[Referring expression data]
- - - - - - -
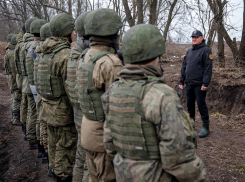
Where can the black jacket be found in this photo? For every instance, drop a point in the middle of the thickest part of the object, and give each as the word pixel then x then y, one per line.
pixel 197 66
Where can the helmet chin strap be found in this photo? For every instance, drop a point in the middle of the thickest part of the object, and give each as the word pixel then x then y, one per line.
pixel 119 53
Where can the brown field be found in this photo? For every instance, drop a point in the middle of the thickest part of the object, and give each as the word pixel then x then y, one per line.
pixel 223 151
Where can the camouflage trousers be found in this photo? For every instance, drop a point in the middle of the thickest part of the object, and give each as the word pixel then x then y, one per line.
pixel 23 109
pixel 16 100
pixel 43 122
pixel 100 167
pixel 62 145
pixel 80 170
pixel 38 108
pixel 31 120
pixel 19 79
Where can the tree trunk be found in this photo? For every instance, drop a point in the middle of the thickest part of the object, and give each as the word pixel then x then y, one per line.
pixel 242 45
pixel 129 18
pixel 221 52
pixel 153 11
pixel 211 35
pixel 165 33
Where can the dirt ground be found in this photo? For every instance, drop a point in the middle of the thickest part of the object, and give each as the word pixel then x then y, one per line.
pixel 223 151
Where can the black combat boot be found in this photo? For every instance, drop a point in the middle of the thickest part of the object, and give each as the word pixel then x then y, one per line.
pixel 40 150
pixel 45 157
pixel 24 132
pixel 69 179
pixel 33 146
pixel 16 118
pixel 205 131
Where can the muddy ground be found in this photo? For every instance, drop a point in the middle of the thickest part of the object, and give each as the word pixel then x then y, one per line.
pixel 223 151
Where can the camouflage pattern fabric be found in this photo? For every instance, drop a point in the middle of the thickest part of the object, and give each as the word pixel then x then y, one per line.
pixel 15 92
pixel 43 134
pixel 62 145
pixel 80 167
pixel 23 109
pixel 38 107
pixel 31 120
pixel 104 73
pixel 58 113
pixel 28 38
pixel 104 170
pixel 175 130
pixel 18 47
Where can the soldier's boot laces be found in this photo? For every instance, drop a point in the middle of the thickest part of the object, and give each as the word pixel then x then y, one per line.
pixel 69 179
pixel 16 118
pixel 51 173
pixel 33 146
pixel 24 132
pixel 205 131
pixel 45 157
pixel 40 150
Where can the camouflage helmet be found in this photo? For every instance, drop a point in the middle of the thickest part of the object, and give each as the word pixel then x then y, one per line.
pixel 142 43
pixel 61 25
pixel 28 24
pixel 79 24
pixel 13 40
pixel 45 31
pixel 102 22
pixel 9 37
pixel 36 25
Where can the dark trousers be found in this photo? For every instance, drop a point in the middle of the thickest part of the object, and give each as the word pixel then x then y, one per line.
pixel 194 93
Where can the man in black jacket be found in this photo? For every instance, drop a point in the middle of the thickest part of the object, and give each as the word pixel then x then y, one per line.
pixel 196 72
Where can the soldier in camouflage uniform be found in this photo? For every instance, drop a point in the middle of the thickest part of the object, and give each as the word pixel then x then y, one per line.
pixel 28 102
pixel 96 72
pixel 42 129
pixel 30 57
pixel 19 79
pixel 11 75
pixel 146 129
pixel 80 170
pixel 57 111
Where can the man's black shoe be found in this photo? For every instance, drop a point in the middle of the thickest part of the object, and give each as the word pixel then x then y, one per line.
pixel 45 158
pixel 205 131
pixel 33 146
pixel 40 150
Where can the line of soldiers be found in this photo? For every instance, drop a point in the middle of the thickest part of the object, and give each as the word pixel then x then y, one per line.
pixel 91 117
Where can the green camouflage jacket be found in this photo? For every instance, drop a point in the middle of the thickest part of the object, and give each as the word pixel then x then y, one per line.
pixel 179 162
pixel 56 112
pixel 10 66
pixel 28 38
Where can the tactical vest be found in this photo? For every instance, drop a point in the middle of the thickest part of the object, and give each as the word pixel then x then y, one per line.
pixel 17 60
pixel 88 95
pixel 71 78
pixel 49 86
pixel 25 48
pixel 7 64
pixel 133 136
pixel 30 62
pixel 36 62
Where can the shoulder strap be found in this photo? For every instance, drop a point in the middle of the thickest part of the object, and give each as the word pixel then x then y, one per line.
pixel 99 55
pixel 58 49
pixel 32 51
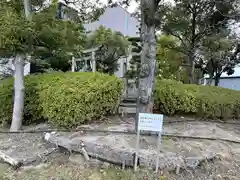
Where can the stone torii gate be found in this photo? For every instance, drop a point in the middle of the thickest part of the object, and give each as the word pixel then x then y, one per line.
pixel 88 55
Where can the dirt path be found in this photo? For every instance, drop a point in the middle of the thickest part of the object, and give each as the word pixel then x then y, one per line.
pixel 31 148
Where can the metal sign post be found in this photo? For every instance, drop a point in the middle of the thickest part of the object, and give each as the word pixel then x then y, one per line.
pixel 153 123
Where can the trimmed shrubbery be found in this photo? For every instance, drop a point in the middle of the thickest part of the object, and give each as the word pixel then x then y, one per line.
pixel 64 99
pixel 173 97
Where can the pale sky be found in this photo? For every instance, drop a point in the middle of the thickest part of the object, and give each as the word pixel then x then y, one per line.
pixel 131 8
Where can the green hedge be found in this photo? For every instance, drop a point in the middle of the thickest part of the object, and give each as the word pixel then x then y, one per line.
pixel 173 97
pixel 64 99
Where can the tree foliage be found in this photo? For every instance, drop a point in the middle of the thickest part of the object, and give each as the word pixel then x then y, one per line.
pixel 219 54
pixel 53 40
pixel 113 46
pixel 191 21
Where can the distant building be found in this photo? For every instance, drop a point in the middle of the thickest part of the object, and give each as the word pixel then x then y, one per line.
pixel 231 82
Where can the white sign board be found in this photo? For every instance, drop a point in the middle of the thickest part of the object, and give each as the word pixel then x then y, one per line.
pixel 150 122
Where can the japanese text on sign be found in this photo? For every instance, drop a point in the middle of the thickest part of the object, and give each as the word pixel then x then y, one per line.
pixel 150 122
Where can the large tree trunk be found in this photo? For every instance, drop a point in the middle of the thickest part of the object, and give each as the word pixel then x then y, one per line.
pixel 19 80
pixel 191 70
pixel 18 93
pixel 148 56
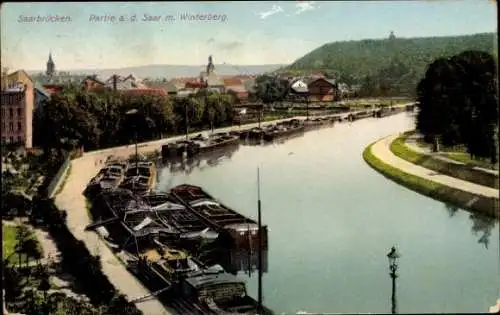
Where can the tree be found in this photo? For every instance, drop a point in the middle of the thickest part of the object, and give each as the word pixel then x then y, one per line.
pixel 44 284
pixel 457 101
pixel 270 89
pixel 22 236
pixel 120 305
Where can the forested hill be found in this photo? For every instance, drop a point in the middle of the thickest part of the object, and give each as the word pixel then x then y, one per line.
pixel 353 61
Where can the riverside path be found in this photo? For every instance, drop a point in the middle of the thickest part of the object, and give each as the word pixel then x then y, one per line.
pixel 381 149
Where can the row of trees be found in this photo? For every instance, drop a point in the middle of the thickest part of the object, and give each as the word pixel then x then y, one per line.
pixel 457 102
pixel 76 259
pixel 366 61
pixel 97 120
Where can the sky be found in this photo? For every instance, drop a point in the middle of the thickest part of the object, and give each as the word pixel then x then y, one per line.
pixel 238 33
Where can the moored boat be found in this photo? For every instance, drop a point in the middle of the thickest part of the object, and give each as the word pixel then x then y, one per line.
pixel 140 177
pixel 221 293
pixel 243 231
pixel 172 264
pixel 283 129
pixel 215 141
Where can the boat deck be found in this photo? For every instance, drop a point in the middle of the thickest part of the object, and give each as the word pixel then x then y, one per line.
pixel 208 208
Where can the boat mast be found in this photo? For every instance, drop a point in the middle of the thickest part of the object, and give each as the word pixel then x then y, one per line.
pixel 259 221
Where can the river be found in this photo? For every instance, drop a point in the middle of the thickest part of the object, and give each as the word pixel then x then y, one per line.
pixel 332 220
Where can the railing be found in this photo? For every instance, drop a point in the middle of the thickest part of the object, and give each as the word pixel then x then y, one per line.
pixel 56 181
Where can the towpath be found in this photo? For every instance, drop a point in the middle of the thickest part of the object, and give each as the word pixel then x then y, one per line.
pixel 411 143
pixel 72 200
pixel 381 150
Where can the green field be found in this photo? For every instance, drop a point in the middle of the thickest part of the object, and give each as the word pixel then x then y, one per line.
pixel 431 189
pixel 9 241
pixel 464 172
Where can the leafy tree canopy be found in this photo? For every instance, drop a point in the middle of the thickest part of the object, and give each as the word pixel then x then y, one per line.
pixel 387 65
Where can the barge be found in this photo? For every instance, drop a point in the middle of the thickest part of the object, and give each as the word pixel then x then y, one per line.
pixel 384 112
pixel 199 145
pixel 360 115
pixel 244 232
pixel 317 123
pixel 283 129
pixel 140 177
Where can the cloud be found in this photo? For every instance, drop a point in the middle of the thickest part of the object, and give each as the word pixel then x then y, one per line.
pixel 230 45
pixel 274 10
pixel 303 6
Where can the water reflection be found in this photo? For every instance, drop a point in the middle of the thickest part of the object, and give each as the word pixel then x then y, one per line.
pixel 280 140
pixel 452 209
pixel 482 225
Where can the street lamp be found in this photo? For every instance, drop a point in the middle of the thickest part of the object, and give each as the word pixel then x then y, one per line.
pixel 393 255
pixel 132 113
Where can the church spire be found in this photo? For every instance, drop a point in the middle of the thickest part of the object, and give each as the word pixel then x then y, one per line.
pixel 51 66
pixel 210 66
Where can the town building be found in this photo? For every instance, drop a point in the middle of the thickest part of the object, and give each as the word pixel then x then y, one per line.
pixel 168 87
pixel 117 82
pixel 323 90
pixel 210 79
pixel 298 90
pixel 17 104
pixel 53 81
pixel 92 84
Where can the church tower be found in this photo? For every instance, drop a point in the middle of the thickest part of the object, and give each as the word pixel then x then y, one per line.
pixel 51 66
pixel 210 66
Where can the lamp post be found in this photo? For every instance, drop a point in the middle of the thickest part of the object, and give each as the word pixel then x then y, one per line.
pixel 132 113
pixel 393 255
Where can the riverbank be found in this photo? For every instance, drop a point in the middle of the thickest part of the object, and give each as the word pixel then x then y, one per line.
pixel 406 148
pixel 72 200
pixel 460 193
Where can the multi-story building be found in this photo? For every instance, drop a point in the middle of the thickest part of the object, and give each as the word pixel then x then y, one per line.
pixel 17 102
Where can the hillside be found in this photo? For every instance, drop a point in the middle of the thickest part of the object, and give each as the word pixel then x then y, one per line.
pixel 354 61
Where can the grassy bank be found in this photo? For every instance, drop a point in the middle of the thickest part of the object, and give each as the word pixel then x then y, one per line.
pixel 464 172
pixel 431 189
pixel 10 243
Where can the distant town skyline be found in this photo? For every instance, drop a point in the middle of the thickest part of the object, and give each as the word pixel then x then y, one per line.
pixel 103 35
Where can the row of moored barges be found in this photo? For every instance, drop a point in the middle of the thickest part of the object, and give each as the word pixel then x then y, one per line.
pixel 152 228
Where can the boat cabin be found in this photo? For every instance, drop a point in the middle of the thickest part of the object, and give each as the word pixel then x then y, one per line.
pixel 220 287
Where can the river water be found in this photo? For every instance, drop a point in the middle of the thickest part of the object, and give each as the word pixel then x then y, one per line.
pixel 332 220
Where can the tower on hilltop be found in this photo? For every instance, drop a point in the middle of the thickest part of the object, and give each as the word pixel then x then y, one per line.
pixel 210 65
pixel 51 66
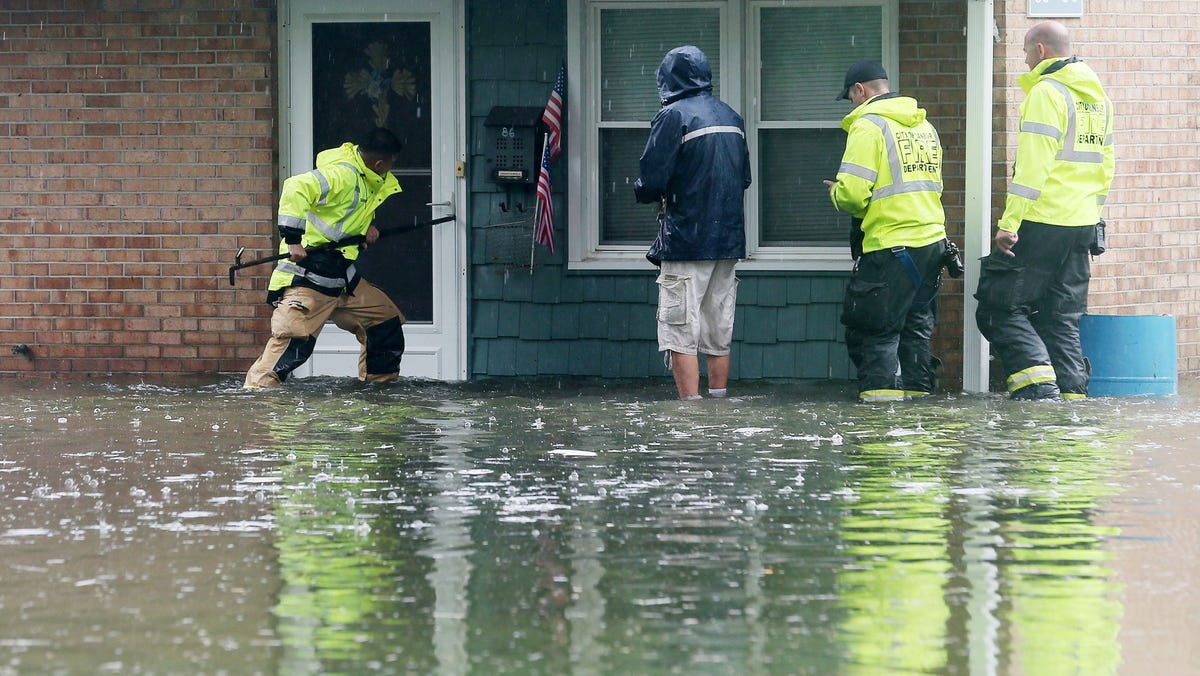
- - - - - - -
= WORK REQUIRED =
Skip every picture. Repeat word for word the lines from the line holding "Where can the distant town" through the end of the entries above.

= RESULT OF THE EXERCISE =
Where can the distant town skyline be found in this photo? For every instance, drop a point in the middle of the thickest part of the object, and give each as the word pixel then x then y, one per line.
pixel 103 35
Where can the row of moored barges be found in this photo? For every instance, drop a point in the middle of the thickest part of the object, and give each as the word pixel then x then y, one per line.
pixel 152 228
Where can the boat cabin be found in this photo? For every instance, drop a point in the middle of the thickest part of the object, and give each as the word pixel then x then y, one per line.
pixel 220 287
Where can the river water be found in this photo? For every instance, drop a point in the middle of the thickest part of the object, and give each as the word pixel then x then y, one per line.
pixel 332 220
Where can the tower on hilltop be found in this photo? For every instance, drop a point in the middle of the thickest part of the object, and give each as the word pixel then x then y, one per line.
pixel 210 65
pixel 51 66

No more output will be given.